Wer hat zue vor auch nicht von riesen hören sagen / Die Waldt vnd Berg zuegleich auff einen orth getragen / Zue stürtzen Jupitern mit aller seiner macht / Vnnd was des wesens mehr? nun ich bin auch bedacht
Zue sehen ob ich mich kan auß dem staube schwingen / Vnd von der dicken schar des armen volckes dringen So an der erden klebt. ich bin begierde voll Zue schreiben wie man sich im creutz' auch frewen soll /
Sein Meister seiner selbst. ich wil die neun Göttinnen / Die nie auff vnser deutsch noch haben reden können / Sampt jhrem Helicon mit dieser meiner handt Versetzen allhieher in vnser Vaterlandt.
Vieleichte werden noch die bahn so ich gebrochen / Geschicktere dann ich nach mir zue bessern suchen / Wann dieser harte krieg wird werden hingelegt / Vnd die gewündschte rhue zue Land vnd Meer gehegt.
● ● ● ●
Die Aufgabe |
Gib aus dem Textauszug die Stelle von „Wer hat zue“ bis „in vnser Vaterlandt.“ wortgetreu wieder. Das Material spielt hierfür keine Rolle.

Auszüge aus Material |
● ● ● ●
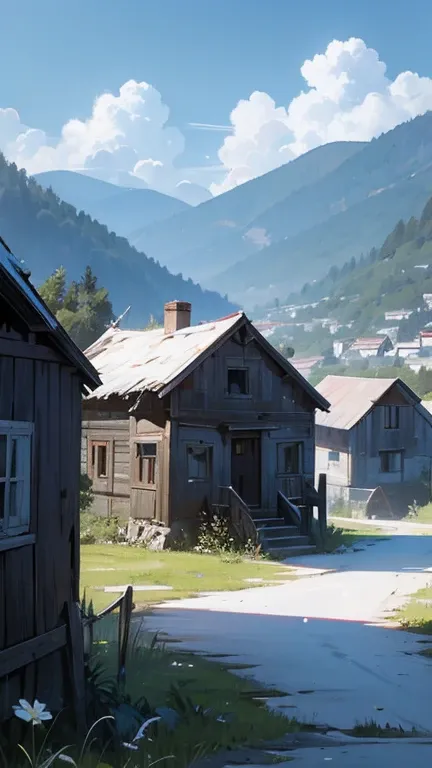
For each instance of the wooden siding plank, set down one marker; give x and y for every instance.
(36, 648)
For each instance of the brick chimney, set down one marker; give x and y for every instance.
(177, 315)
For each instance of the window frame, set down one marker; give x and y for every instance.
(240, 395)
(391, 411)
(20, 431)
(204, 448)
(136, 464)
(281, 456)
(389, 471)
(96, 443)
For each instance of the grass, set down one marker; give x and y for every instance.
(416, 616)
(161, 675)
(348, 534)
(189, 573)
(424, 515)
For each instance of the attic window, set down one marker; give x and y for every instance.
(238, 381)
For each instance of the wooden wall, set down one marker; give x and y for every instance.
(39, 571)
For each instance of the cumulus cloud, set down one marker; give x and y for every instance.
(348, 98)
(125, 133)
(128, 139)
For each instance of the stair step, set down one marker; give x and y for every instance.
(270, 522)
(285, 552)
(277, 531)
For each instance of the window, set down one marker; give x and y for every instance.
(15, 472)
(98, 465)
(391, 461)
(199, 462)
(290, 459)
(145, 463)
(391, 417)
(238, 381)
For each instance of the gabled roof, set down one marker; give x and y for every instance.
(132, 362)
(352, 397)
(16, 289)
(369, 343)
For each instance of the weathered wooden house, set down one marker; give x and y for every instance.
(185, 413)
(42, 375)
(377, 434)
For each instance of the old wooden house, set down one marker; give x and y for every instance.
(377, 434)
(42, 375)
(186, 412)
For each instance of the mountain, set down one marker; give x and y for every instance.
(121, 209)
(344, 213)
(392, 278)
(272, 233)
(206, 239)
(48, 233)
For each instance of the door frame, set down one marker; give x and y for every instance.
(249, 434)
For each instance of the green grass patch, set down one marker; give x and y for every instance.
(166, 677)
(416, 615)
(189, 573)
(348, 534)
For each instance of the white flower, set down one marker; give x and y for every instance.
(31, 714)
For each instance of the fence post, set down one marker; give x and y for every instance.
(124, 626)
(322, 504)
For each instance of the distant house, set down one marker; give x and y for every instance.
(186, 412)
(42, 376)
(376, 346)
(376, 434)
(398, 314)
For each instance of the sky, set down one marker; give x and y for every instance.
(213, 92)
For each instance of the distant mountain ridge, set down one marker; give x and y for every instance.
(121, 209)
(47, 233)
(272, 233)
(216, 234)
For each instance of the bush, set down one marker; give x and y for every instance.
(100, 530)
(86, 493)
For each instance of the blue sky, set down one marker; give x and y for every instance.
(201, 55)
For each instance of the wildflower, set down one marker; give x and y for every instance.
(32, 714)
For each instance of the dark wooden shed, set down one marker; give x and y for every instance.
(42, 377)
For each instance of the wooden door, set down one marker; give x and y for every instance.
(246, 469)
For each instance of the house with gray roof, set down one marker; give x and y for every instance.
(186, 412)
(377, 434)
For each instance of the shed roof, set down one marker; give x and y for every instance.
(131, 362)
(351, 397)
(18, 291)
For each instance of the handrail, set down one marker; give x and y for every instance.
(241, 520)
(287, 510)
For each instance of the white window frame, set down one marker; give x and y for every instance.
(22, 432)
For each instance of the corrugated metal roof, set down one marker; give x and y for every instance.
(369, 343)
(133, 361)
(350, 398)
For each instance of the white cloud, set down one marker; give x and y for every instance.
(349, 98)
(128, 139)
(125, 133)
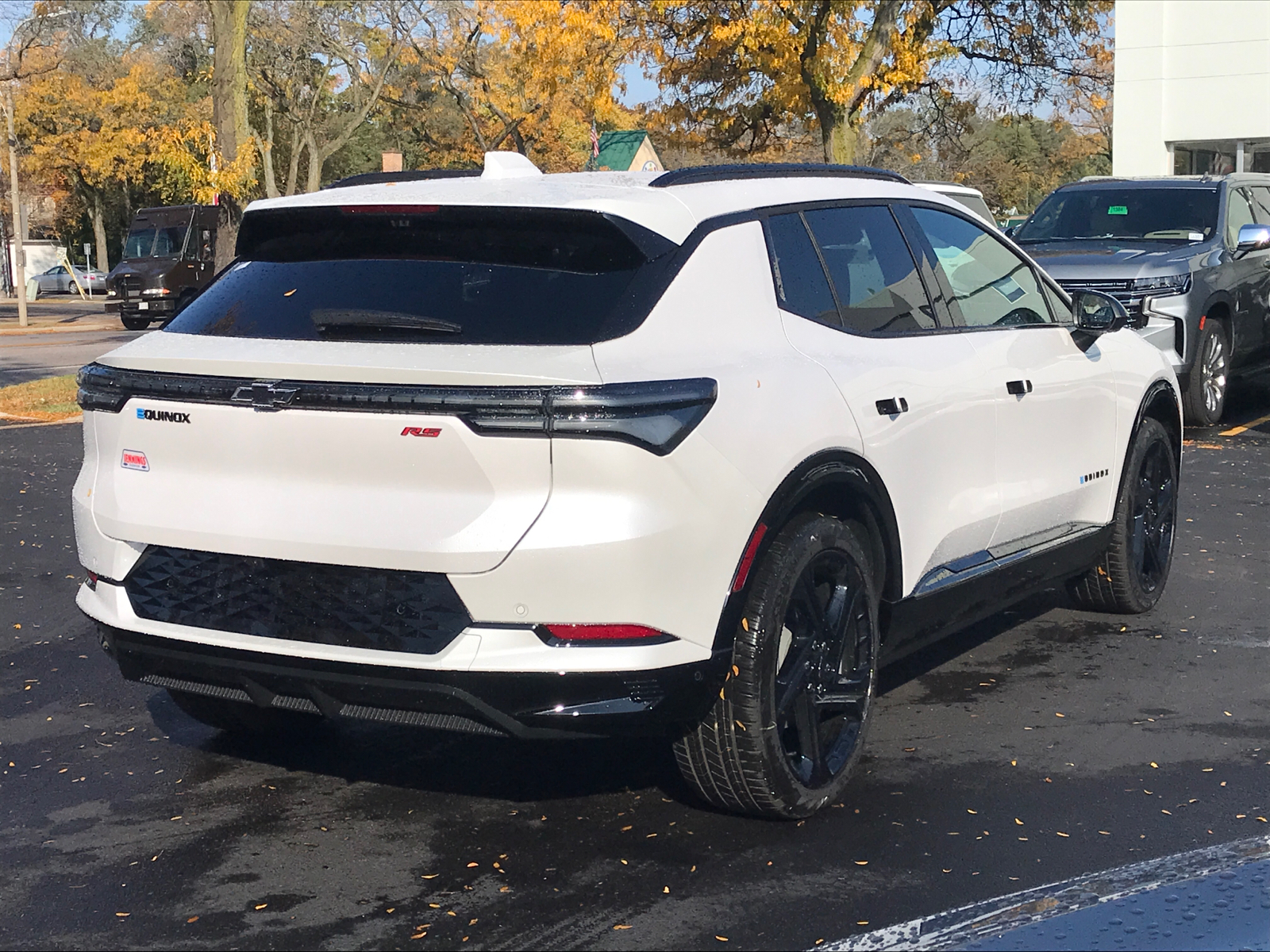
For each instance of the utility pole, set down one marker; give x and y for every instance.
● ● ● ●
Lösung der Aufgabe |
Wer hat zue vor auch nicht von riesen hören sagen / Die Waldt vnd Berg zuegleich auff einen orth getragen / Zue stürtzen Jupitern mit aller seiner macht / Vnnd was des wesens mehr? nun ich bin auch bedacht
Zue sehen ob ich mich kan auß dem staube schwingen / Vnd von der dicken schar des armen volckes dringen So an der erden klebt. ich bin begierde voll Zue schreiben wie man sich im creutz' auch frewen soll /
Sein Meister seiner selbst. ich wil die neun Göttinnen / Die nie auff vnser deutsch noch haben reden können / Sampt jhrem Helicon mit dieser meiner handt Versetzen allhieher in vnser Vaterlandt.